Insomnia took away my health, my happiness, my good grades/ piano skills, and my social life. I can't count to you how many missed opportunities I had in the past five years because of it. But God never forsook me in the valley of the shadow of death. In the past two years, He still allowed me to successfully complete two solo recitals to graduate, get accepted to the Master’s program at Uof I, and win a major piano competition that gave me four thousand dollars. If I were to write out how God miraculously provide me with financial blessing and helped me finish school in my neediest time, it would take another story.
After that supernatural experience in the summer, things started to get better. My insomnia was truly, completely healed when I moved to Palatine towards the end of the summer, for a piano instructor position at Harper College. I knew it was God’s work that I was able to get this job and move back to Palatine. First of all, every single higher education institution in the US requires a minimum of master’s degree for faculty employment. Nowadays, especially in music and art fields, even a doctorate degree doesn’t guarantee a job placement, because there are so many with a terminal degree and yet so little job openings. For some reason, it’s exactly in last year, when I applied to Harper College, they changed their policies and decided that the minimum requirement for faculty employment for my department can be Bachelor’s. Landing in a public college job gave me a peace of mind that one day I would become a full-time, tenured faculty, if I keep pursuing my professional endeavors. My irrational fears about the future that has kept me awake for so many nights began to dissolve. Secondly, I have always dreamed of returning to Chinese WORD ministry (CWM) when I was in college. United States is such a big country; I would have never guessed that I ended up getting a perfect job in an area where I was from- so effortlessly. I believe its God’s plan to heal me physically and spiritually. Very strangely, after I returned to Palatine and the CWM, I all of a sudden started sleeping like a normal person. And because of that, I am not depressed anymore. God puts me here in the suburbs to restore my life. I remember one day in August of last year, when I woke up in the morning after eight hours of good sleep, I felt an immense happiness in my heart- overwhelming happiness, for no reason. Ever since that day, I have never taken any medication to sleep, and I feel so happy, motivated, and content every day! Glory to God! It’s the best thing that has happened in my life.

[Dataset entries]
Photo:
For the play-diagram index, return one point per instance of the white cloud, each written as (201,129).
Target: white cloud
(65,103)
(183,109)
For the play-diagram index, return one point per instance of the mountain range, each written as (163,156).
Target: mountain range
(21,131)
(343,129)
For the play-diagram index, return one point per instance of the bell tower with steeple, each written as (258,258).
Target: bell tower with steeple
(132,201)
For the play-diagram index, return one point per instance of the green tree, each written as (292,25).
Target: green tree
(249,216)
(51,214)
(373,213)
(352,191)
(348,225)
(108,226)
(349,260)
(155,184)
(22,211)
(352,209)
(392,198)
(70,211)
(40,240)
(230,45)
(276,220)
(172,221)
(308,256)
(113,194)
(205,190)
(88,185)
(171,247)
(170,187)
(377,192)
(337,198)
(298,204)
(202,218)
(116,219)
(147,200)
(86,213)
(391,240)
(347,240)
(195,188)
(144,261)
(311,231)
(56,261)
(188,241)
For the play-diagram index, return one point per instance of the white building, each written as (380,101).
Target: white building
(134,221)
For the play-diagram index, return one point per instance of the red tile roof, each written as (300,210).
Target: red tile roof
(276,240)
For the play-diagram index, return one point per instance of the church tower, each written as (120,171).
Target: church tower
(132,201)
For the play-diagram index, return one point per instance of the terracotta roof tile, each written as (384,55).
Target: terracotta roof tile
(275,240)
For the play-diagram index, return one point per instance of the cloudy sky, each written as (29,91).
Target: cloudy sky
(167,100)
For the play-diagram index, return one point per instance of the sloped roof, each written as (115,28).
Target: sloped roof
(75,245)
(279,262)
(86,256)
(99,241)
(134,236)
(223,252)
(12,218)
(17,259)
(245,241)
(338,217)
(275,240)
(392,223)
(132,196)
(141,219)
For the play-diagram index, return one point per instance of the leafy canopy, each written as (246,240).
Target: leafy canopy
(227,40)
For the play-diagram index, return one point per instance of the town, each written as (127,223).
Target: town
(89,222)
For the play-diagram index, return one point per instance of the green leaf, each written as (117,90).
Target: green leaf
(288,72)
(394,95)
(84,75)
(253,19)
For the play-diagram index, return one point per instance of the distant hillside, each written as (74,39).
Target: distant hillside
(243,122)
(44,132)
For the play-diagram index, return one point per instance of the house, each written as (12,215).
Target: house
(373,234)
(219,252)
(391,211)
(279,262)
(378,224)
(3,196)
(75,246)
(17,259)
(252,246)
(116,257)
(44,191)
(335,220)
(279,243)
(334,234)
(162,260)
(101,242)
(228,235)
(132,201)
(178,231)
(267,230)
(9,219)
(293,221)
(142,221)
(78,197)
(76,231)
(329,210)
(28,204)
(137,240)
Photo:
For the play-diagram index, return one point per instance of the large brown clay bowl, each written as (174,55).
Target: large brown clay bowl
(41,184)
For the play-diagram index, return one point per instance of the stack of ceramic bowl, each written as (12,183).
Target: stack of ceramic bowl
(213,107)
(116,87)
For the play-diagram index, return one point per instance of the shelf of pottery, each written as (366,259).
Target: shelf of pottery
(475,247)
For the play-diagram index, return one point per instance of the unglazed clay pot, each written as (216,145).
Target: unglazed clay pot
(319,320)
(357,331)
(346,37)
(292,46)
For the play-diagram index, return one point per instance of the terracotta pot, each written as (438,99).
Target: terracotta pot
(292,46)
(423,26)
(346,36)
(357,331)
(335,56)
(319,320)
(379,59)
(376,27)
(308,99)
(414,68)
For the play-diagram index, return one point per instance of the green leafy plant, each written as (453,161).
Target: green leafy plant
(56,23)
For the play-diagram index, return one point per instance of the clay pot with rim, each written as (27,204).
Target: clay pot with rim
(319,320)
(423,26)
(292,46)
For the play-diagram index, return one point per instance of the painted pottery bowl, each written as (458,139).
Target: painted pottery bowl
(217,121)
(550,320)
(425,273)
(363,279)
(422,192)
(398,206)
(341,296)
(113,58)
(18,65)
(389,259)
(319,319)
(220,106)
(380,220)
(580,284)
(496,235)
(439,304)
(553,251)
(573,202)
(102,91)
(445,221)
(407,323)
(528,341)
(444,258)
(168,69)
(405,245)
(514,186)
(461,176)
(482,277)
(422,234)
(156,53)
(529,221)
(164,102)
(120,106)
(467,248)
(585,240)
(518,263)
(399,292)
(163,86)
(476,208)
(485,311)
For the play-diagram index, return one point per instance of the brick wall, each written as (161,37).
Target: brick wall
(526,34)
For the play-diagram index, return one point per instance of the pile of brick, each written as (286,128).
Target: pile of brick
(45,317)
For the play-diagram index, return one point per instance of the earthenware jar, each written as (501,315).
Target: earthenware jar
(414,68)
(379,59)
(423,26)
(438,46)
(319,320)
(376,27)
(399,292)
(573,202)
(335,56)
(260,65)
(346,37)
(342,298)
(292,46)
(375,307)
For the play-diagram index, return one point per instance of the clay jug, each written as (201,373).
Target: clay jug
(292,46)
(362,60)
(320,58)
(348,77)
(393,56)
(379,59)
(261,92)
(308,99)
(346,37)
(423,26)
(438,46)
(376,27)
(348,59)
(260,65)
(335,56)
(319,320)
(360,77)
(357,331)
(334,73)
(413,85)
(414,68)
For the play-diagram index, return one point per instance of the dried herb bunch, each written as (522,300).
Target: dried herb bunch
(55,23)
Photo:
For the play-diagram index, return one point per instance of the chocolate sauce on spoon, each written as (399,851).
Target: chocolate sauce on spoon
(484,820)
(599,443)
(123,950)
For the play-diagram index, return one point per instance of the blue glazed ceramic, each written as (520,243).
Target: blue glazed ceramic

▶ QUESTIONS TO ANSWER
[A] Repeat the insomnia testimony word for word between "Insomnia took away" and "take another story.", inclusive.
[B] Answer these questions from the insomnia testimony:
(i) How much money came with the major piano competition the writer won?
(ii) What position did the writer move to Palatine to take at Harper College?
(iii) In what month did the writer wake after eight hours of good sleep feeling immense happiness?
[C] Pick up the insomnia testimony after its final sentence and keep writing it.

▶ RESPONSES BY TASK
[A]
Insomnia took away my health, my happiness, my good grades/ piano skills, and my social life. I can't count to you how many missed opportunities I had in the past five years because of it. But God never forsook me in the valley of the shadow of death. In the past two years, He still allowed me to successfully complete two solo recitals to graduate, get accepted to the Master’s program at Uof I, and win a major piano competition that gave me four thousand dollars. If I were to write out how God miraculously provide me with financial blessing and helped me finish school in my neediest time, it would take another story.

[B]
(i) Four thousand dollars.
(ii) Piano instructor.
(iii) August.

[C]
Forgiveness
I was in HUB conference a couple weeks ago. The first evening I was prayed over by a pastor at the conference, he started prophesying over me, which I didn't expect. The words of encouragements pound deep in my heart, and at that moment, I realized God is indeed speaking to me because there is no way that he would know some of the stuff he said to me. He started addressing to the bitterness I have towards my father. He said I need to forgive him and I need to seek God. I was so touched by the prophecy that I busted out weeping. I felt that God has never left my life. He has always been on the same boat with me. He knows. With this assurance, I know I am not alone after all, and I decided that I will let go the grudges. The second night, I received a prophecy that my heart is filled with a piece of green, which they said is healing. Indeed, my attitude has changed. God has been teaching me how to be content and showing me how everything works for the good to those who love Him. I feel like I am made whole again. Now, I am just happy and grateful every day that I have learn how to look past the circumstances and forgive people (including myself). He is with us, all the time! He has the best for those who love him! I deeply believe this!!
Praise the Lord. He is leading me a new life. Beside a full time job I enjoy, I am servicing the Chinese Word Ministries, supporting Youth Group, directing Choir team, and joining wordship. I am living happily in the spirit of God’s glory.